## [DOCUMENT TEXT]
-- BEGIN --

Tuesday, February 22, 2011

Revisiting Maui

(Note: I  wrote this sometime October 2009 but I never got the chance to publish it. It seems apropos to upload it now with my approaching trip to Hawaii.)

Me at Mama’s

We’ve been saving all our dollars for this: a meal at Mama’s Fish House. As soon as our plane lands on Maui’s OGG airport, we look for a rental car with a GPS navigator, and punch the address of this culinary gem in Paia. Few would argue that it’s the best restaurant in Maui; some even go as far as to say that it is the best in all of Hawaii, although I’m sure Roy’s will have something to say about this. No one will, however, be impervious to the charm of this restaurant.

-- END --

## [WRITTEN TASKS]
a – Return everything in the Maui blog post from "Revisiting Maui" down to "of this restaurant.", copied word for word.
b – List every place or restaurant named in the Maui blog post.
The records aren't needed for the tasks on the Maui blog post.

## [RECORDED DATA]
-- BEGIN --

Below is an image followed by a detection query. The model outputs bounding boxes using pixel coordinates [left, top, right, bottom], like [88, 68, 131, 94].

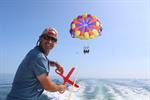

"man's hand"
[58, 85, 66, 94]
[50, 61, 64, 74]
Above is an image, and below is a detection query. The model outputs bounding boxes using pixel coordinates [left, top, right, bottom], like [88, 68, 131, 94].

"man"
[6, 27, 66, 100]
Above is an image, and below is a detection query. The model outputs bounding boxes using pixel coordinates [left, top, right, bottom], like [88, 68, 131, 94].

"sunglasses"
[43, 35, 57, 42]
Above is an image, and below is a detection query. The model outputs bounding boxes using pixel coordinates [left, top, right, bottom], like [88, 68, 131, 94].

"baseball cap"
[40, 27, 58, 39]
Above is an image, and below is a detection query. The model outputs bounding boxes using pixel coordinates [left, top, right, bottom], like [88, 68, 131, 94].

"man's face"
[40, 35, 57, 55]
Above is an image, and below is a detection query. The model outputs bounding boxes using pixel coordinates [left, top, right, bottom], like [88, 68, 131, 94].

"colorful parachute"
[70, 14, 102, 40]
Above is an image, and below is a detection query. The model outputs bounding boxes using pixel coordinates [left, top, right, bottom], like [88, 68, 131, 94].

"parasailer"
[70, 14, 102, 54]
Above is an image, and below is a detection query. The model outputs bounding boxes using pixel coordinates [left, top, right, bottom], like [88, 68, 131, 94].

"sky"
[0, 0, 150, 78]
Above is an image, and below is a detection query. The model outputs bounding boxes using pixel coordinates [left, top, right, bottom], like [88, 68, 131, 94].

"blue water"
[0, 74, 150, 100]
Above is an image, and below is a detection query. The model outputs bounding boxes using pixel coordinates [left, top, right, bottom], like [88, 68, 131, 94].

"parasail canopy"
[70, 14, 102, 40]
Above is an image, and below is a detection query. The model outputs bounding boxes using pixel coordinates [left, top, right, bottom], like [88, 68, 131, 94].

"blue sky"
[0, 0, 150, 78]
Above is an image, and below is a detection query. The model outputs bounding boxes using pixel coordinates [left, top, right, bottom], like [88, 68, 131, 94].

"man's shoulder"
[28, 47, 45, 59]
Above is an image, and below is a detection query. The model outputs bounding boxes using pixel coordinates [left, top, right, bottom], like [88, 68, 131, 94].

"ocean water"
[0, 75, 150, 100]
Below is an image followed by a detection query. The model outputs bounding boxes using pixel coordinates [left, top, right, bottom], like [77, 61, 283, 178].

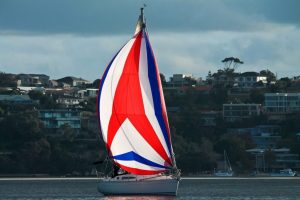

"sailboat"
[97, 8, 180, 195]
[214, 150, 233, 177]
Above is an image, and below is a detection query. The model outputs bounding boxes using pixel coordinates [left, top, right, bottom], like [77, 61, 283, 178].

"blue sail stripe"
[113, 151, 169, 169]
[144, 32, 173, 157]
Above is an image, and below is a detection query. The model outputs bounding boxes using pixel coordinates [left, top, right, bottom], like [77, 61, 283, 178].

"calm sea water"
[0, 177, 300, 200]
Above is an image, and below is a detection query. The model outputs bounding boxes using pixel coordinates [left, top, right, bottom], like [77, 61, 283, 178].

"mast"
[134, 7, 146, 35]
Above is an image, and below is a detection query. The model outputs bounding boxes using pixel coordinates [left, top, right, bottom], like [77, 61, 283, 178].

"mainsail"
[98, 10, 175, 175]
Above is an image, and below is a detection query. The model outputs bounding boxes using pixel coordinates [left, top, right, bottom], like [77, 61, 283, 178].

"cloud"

-- END --

## [SOLUTIONS TO THE TASKS]
a –
Revisiting Maui

(Note: I  wrote this sometime October 2009 but I never got the chance to publish it. It seems apropos to upload it now with my approaching trip to Hawaii.)

Me at Mama’s

We’ve been saving all our dollars for this: a meal at Mama’s Fish House. As soon as our plane lands on Maui’s OGG airport, we look for a rental car with a GPS navigator, and punch the address of this culinary gem in Paia. Few would argue that it’s the best restaurant in Maui; some even go as far as to say that it is the best in all of Hawaii, although I’m sure Roy’s will have something to say about this. No one will, however, be impervious to the charm of this restaurant.

b –
Maui
Hawaii
Mama's Fish House
OGG airport
Paia
Roy's